## What you are asked to do
Collect every line in the entries below that contains the word "sleeve", and copy each such line. Letter case matters.

## Listed entries
=======
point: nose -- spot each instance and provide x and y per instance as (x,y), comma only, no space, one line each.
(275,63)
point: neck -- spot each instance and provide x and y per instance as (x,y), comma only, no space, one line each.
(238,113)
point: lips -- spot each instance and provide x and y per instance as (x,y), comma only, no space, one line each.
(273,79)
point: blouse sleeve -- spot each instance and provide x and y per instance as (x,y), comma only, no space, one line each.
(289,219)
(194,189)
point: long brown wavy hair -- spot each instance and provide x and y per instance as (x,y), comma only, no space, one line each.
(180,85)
=======
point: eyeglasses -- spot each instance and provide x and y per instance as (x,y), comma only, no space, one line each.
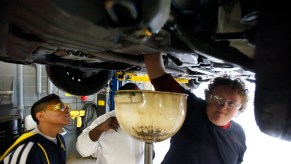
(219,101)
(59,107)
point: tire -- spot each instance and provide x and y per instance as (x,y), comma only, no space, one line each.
=======
## Written solution
point: blouse sleeve -- spot each instance and provide x and y per instance as (x,y), comma only, no space, one line each.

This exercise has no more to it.